# Exercise goal:
From the passage on the Convertible Securities, write out word for word the part starting at "If the Convertible Securities proposed" and ending at "of our stockholders.".

# Text provided:
If the Convertible Securities proposed to be issued pursuant to the Restructuring are not redeemed prior to their mandatory conversion, such conversion will dilute the ownership interests of our stockholders.

 

The Restructuring provides for the issuance of $2.1 billion of Convertible Securities.  The Convertible Securities will earn payment-in-kind interest, commencing on November 7, 2011, at 4% through December 31, 2013, 8% thereafter through December 31, 2014 and 12% thereafter.  The payment-in-kind interest will be paid in the form of additional Convertible Securities, which will also be convertible into additional shares of our common stock.  The Convertible Securities will not be convertible at the option of the holder but will mandatorily convert into common stock comprising 97% of Dynegy’s fully diluted common stock on December 31, 2015, if not earlier redeemed.  Consequently, if the Convertible Securities are not earlier redeemed, the issuance of our common stock pursuant to the mandatory conversion feature of the Convertible Securities will significantly dilute the ownership interests of existing stockholders and could affect the trading price of our common stock upon issuance.  In addition, the possibility of conversion of the Convertible Securities into shares of our common stock could depress the price of our common stock.

# Entries shown:
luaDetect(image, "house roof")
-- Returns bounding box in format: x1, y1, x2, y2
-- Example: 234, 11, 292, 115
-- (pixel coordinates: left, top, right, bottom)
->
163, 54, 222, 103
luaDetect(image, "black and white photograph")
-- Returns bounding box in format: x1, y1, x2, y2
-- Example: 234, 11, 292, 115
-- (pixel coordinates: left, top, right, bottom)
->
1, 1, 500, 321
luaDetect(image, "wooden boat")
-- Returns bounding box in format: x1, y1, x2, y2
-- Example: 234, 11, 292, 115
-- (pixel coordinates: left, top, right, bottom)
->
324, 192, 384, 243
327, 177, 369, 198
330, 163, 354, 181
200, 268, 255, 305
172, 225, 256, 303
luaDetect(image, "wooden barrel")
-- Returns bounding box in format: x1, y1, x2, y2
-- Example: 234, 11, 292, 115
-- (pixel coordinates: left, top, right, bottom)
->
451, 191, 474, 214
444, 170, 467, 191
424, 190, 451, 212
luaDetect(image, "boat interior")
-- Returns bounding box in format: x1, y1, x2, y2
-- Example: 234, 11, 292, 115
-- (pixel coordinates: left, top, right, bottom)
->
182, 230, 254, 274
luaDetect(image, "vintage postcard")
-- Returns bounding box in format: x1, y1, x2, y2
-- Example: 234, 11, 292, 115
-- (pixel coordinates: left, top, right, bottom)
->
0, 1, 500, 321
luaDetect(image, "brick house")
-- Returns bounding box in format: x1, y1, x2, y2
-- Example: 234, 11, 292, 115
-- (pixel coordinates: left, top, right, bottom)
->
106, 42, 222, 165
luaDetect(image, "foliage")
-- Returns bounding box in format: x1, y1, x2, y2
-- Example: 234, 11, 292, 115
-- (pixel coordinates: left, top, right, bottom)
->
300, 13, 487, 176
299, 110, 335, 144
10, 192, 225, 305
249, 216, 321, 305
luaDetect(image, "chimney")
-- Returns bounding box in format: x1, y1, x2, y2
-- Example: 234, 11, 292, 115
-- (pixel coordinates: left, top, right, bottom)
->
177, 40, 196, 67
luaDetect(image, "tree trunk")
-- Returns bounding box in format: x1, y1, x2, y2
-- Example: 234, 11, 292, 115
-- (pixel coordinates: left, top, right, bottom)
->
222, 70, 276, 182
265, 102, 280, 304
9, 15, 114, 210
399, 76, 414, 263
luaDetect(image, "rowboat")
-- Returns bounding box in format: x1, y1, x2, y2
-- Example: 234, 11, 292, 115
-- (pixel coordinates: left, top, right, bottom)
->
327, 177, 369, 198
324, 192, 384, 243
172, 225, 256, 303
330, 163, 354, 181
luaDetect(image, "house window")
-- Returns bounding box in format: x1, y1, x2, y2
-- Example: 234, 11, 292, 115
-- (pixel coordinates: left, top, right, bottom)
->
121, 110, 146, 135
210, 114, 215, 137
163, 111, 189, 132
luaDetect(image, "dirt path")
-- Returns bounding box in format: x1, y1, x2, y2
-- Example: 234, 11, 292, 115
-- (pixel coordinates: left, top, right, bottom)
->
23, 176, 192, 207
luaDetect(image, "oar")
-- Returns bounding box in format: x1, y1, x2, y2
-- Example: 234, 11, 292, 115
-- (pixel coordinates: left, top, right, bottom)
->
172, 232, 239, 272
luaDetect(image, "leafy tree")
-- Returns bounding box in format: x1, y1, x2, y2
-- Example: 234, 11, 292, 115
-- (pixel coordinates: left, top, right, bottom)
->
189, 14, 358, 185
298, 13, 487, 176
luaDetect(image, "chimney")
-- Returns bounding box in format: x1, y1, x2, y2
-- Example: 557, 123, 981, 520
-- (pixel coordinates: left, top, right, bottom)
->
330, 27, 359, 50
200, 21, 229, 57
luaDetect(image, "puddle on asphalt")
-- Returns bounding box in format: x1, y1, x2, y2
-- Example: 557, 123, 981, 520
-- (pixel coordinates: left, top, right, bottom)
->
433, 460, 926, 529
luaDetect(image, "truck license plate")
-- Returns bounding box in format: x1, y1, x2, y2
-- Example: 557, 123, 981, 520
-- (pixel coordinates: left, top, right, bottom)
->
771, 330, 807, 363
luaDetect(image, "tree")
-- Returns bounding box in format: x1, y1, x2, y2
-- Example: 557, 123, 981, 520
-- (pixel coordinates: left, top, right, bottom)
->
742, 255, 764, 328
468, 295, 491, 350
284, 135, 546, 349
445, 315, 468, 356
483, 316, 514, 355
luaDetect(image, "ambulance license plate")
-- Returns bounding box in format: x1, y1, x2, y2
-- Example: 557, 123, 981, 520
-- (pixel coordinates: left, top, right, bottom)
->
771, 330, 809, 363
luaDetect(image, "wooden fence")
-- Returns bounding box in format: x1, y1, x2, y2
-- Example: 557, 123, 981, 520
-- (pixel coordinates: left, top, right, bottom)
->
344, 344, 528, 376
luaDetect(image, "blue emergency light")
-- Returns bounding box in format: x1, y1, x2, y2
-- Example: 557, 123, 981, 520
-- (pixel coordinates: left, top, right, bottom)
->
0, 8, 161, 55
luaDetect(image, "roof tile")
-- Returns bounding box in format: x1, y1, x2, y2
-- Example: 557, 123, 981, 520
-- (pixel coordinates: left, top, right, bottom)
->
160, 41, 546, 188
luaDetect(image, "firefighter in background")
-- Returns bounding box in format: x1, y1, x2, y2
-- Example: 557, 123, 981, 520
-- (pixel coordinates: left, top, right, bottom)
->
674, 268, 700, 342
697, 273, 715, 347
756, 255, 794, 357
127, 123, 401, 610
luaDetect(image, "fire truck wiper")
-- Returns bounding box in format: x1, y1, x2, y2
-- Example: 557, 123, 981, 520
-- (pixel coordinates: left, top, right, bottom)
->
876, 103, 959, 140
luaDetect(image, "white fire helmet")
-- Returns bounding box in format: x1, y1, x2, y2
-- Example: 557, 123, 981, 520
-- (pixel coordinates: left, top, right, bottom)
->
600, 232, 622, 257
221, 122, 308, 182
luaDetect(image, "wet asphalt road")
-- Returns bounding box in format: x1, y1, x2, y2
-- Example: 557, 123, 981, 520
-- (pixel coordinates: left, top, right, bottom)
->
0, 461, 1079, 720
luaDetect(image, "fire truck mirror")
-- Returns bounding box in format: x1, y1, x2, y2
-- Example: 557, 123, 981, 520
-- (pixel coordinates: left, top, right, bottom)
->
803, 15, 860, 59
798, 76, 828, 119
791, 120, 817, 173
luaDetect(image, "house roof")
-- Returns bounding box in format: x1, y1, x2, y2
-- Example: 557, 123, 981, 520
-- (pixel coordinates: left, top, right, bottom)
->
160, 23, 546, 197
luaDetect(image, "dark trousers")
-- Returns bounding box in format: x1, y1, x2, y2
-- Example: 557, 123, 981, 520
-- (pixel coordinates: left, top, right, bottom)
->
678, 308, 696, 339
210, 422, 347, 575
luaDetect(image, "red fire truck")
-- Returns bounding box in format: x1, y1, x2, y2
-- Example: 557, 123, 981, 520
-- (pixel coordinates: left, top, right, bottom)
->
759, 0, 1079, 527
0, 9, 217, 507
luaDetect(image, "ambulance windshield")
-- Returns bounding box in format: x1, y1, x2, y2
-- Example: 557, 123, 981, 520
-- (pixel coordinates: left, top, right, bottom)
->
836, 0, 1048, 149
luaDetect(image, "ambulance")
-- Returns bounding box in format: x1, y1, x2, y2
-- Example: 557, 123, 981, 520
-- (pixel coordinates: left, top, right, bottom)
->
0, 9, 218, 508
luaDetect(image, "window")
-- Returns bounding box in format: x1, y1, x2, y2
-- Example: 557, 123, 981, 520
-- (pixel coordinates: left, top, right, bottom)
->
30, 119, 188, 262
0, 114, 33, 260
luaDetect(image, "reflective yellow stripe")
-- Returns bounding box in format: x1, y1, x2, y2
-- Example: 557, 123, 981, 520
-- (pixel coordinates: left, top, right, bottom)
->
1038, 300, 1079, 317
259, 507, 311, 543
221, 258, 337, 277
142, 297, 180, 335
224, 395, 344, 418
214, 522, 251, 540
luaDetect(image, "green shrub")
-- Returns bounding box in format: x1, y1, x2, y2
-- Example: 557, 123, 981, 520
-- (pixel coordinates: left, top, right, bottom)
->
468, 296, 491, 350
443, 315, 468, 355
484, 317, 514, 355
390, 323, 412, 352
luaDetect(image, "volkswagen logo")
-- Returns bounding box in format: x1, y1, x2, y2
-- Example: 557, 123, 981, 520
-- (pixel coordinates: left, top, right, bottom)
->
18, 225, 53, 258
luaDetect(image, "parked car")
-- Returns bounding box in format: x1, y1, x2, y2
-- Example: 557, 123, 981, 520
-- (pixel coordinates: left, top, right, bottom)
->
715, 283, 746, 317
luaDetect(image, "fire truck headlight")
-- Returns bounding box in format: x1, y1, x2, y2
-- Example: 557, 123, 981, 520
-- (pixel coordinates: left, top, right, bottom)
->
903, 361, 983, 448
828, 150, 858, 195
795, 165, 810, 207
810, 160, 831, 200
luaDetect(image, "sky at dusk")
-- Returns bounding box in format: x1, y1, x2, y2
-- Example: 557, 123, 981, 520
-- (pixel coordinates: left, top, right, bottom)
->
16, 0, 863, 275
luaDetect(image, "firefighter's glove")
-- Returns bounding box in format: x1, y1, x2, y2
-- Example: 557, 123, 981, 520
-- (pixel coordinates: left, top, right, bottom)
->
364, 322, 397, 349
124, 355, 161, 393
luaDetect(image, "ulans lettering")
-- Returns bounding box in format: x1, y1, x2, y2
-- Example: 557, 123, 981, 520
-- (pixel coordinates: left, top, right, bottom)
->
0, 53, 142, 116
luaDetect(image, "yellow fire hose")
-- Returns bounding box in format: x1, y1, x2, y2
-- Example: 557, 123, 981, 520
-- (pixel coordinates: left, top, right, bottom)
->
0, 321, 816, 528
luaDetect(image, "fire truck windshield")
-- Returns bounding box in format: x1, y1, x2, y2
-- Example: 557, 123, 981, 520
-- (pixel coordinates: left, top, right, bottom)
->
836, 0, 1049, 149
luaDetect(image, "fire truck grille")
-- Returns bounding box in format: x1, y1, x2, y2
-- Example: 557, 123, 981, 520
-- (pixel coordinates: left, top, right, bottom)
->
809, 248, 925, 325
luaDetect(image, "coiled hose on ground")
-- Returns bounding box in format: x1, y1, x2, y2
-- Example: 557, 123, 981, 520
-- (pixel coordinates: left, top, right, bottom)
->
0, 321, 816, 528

# Result for this task:
If the Convertible Securities proposed to be issued pursuant to the Restructuring are not redeemed prior to their mandatory conversion, such conversion will dilute the ownership interests of our stockholders.